=== Selected text ===

At stake is the state's credibility in other areas where a balanced view of science is important, such as predator control and oil spill cleanups, said Rick Steiner, a professor with the University of Alaska Marine Advisory Program.
Steiner filed a freedom-of-information request last month seeking records of the state's polar bear decision-making, including contacts between state officials and oil companies. He said he fears the state's position is driven by oil company concerns.
Fish and Game officials said a search of electronic records for polar bear and predator control communications would cost Steiner $468,784. Steiner is appealing.
RIPPLES OUTSIDE ALASKA
A federal listing of the polar bear as threatened could have far-reaching consequences, depending on the management plan drawn up to protect the bears.

=== Records supplied ===

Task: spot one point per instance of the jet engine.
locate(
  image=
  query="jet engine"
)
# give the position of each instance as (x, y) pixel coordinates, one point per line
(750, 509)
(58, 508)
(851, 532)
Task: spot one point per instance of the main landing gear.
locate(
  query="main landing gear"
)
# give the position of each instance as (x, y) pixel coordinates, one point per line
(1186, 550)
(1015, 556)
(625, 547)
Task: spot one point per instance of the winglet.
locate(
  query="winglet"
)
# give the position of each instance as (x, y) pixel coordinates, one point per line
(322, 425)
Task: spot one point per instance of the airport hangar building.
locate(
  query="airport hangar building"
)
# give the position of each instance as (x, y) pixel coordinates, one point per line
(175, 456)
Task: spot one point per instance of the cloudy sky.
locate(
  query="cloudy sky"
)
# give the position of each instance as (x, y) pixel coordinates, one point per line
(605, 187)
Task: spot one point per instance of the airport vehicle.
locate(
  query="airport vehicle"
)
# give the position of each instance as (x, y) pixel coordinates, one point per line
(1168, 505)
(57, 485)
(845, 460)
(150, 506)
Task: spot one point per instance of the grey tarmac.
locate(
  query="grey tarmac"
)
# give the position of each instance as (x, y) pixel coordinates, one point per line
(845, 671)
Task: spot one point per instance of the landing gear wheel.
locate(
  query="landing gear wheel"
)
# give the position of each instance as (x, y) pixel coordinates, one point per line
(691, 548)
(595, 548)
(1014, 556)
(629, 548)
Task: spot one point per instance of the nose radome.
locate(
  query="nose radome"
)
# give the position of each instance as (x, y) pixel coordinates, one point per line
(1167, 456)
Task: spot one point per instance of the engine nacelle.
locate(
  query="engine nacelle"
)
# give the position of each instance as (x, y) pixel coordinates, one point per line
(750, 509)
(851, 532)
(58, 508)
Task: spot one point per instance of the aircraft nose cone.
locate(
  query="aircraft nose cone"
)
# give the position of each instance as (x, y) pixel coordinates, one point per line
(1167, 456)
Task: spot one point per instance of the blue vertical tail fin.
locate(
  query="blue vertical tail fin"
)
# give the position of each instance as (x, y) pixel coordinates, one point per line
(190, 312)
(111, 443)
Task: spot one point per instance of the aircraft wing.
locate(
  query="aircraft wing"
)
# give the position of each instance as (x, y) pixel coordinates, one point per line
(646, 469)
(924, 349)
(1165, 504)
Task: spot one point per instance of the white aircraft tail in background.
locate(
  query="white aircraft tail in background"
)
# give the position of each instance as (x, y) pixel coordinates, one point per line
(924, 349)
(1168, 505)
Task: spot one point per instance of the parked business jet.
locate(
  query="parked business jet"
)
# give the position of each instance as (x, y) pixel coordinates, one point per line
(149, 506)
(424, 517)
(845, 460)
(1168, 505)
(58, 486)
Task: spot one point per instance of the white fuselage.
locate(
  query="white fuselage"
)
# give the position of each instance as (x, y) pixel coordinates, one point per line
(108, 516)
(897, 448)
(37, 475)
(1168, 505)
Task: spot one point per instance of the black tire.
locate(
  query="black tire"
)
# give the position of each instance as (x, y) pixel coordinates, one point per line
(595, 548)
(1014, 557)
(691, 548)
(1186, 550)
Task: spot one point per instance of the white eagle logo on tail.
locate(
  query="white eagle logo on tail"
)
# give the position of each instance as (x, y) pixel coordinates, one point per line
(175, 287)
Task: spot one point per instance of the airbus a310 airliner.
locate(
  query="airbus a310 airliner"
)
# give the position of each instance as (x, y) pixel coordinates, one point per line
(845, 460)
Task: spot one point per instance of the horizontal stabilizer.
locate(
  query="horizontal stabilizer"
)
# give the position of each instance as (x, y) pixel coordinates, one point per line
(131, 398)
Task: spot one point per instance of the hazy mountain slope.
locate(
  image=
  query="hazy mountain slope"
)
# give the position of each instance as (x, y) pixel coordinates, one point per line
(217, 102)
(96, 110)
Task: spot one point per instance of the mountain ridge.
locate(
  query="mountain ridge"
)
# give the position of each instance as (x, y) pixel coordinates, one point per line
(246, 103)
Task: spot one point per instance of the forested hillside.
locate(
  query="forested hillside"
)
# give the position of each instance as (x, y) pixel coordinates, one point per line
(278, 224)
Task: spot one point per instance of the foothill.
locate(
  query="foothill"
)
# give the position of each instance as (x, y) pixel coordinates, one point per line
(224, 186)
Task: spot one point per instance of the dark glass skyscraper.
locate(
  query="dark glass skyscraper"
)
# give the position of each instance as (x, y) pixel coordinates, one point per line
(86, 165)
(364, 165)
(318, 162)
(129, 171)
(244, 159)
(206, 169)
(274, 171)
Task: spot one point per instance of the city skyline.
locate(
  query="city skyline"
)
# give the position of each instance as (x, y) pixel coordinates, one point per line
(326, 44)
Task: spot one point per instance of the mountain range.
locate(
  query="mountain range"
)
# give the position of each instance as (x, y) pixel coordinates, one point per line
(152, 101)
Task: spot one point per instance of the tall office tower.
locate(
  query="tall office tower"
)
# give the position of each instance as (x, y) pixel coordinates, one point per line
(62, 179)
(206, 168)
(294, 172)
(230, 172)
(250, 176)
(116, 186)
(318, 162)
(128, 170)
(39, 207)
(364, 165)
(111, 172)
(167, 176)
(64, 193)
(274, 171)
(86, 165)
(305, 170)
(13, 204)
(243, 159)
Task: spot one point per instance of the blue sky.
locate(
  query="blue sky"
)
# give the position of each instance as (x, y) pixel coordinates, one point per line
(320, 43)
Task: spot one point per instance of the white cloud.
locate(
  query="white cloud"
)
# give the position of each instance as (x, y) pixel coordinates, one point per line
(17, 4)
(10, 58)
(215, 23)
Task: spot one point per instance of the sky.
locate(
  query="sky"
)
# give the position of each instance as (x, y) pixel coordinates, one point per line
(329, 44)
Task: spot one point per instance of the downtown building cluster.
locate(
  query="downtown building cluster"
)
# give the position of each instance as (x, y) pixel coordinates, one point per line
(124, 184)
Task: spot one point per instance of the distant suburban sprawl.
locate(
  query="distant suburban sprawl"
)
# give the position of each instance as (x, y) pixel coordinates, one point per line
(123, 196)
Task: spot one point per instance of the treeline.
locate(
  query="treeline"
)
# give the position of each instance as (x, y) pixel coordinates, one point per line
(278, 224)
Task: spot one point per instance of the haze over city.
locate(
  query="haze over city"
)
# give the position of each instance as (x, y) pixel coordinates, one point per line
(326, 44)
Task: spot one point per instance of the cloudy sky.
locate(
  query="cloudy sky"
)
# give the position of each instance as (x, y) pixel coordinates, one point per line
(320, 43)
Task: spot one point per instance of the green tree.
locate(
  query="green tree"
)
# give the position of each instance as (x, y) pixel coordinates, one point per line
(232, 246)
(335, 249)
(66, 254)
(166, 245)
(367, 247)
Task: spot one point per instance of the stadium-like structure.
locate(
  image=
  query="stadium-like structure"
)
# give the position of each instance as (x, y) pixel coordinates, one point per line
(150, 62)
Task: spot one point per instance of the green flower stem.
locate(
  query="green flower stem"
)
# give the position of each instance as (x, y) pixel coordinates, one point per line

===

*Your tasks*.
1 - List every word in the polar bear passage that is written entirely in capital letters.
2 - Reproduce verbatim everything in the polar bear passage from "At stake is" down to "Steiner is appealing.".
None of the items is needed for this work.

*Responses per task*.
1 - RIPPLES, OUTSIDE, ALASKA

2 -
At stake is the state's credibility in other areas where a balanced view of science is important, such as predator control and oil spill cleanups, said Rick Steiner, a professor with the University of Alaska Marine Advisory Program.
Steiner filed a freedom-of-information request last month seeking records of the state's polar bear decision-making, including contacts between state officials and oil companies. He said he fears the state's position is driven by oil company concerns.
Fish and Game officials said a search of electronic records for polar bear and predator control communications would cost Steiner $468,784. Steiner is appealing.